── Data provided ──

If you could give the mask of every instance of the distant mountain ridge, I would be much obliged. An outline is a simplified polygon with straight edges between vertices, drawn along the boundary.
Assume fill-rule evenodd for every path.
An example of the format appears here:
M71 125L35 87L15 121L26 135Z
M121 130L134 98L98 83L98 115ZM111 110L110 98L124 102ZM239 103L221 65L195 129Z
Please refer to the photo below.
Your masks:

───
── Data provided ──

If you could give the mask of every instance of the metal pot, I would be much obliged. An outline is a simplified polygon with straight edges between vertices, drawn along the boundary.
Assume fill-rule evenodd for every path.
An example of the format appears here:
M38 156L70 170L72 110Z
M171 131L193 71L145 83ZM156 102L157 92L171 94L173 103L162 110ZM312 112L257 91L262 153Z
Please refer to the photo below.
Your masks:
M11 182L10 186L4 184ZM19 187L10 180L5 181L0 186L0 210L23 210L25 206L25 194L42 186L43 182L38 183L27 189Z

───

**The request:** Rewrite the rows starting with the one containing "of the metal" and going on through the one containing "M11 182L10 186L4", replacing "pot" with "saucepan" and leaving everything else unchanged. Return only those rows.

**Exercise output:**
If you could give the mask of every instance of the metal saucepan, I would be much obliged. An outline is a simplified polygon with straight edges between vertices, drawn along the boundary.
Assume fill-rule evenodd for every path.
An example of the format appears here:
M38 156L70 170L72 110Z
M171 131L193 71L145 83ZM156 102L157 92L171 94L173 103L162 110ZM312 112L257 91L262 153Z
Please refer to the photo below.
Your masks:
M11 182L10 186L4 184ZM19 187L10 180L5 181L0 186L0 210L23 210L25 206L25 194L42 186L43 182L38 183L27 189Z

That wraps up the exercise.